Data provided:
···

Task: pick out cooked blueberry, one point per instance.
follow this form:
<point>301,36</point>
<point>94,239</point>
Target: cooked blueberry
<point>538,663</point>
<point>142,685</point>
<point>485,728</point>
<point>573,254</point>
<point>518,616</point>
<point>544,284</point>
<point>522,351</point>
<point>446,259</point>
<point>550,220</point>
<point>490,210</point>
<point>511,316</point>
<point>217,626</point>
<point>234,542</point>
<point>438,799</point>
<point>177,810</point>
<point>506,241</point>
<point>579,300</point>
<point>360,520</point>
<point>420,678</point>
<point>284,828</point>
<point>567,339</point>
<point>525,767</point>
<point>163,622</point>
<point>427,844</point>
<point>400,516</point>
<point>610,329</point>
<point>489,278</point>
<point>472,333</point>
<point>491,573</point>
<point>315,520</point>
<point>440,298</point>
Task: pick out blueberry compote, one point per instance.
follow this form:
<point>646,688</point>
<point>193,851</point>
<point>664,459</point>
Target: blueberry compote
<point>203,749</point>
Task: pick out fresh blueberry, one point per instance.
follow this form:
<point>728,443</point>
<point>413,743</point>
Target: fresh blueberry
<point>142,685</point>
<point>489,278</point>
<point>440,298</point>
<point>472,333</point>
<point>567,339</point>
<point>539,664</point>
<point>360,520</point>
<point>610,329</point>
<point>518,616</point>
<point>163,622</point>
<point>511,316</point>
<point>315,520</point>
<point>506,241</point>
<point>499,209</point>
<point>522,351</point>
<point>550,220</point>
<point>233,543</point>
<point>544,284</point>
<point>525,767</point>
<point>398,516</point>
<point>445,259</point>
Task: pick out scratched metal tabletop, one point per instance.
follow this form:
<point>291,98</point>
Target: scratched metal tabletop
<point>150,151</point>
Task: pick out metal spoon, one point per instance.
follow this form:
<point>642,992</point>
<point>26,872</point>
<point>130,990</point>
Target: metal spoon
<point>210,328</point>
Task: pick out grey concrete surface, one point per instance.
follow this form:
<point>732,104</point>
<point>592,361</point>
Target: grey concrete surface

···

Problem description: The complete listing is to be repeated word for word.

Your response:
Task: pick out cooked blueberry, one point per instance.
follow this form:
<point>301,36</point>
<point>94,239</point>
Target: cooked blueberry
<point>538,663</point>
<point>142,685</point>
<point>485,728</point>
<point>573,254</point>
<point>518,616</point>
<point>544,284</point>
<point>522,351</point>
<point>446,259</point>
<point>550,220</point>
<point>490,210</point>
<point>511,316</point>
<point>217,626</point>
<point>234,542</point>
<point>438,799</point>
<point>177,810</point>
<point>506,241</point>
<point>579,300</point>
<point>360,520</point>
<point>420,678</point>
<point>284,828</point>
<point>567,339</point>
<point>525,767</point>
<point>163,622</point>
<point>427,844</point>
<point>400,516</point>
<point>610,329</point>
<point>489,278</point>
<point>472,333</point>
<point>491,573</point>
<point>315,520</point>
<point>440,298</point>
Task: pick out blueberry compote, one point per instance.
follow this form:
<point>646,688</point>
<point>193,851</point>
<point>664,459</point>
Target: blueberry compote
<point>203,749</point>
Task: pick out fresh blueberry, one point per instance.
follow this form:
<point>728,443</point>
<point>413,743</point>
Target: fresh blueberry
<point>142,685</point>
<point>489,278</point>
<point>440,298</point>
<point>472,333</point>
<point>567,339</point>
<point>539,664</point>
<point>360,520</point>
<point>610,329</point>
<point>518,616</point>
<point>163,622</point>
<point>511,316</point>
<point>315,520</point>
<point>506,241</point>
<point>499,209</point>
<point>522,351</point>
<point>550,220</point>
<point>233,543</point>
<point>544,284</point>
<point>525,767</point>
<point>398,516</point>
<point>445,259</point>
Task: pick out scratched metal tabletop, one point per instance.
follow this form:
<point>291,98</point>
Target: scratched metal tabletop
<point>150,151</point>
Task: pick out metal spoon, one point per instance.
follow this form:
<point>642,992</point>
<point>26,872</point>
<point>130,990</point>
Target: metal spoon
<point>210,328</point>
Task: pick out grey concrete surface, one point per instance.
follow this form:
<point>732,104</point>
<point>592,361</point>
Target: grey concrete surface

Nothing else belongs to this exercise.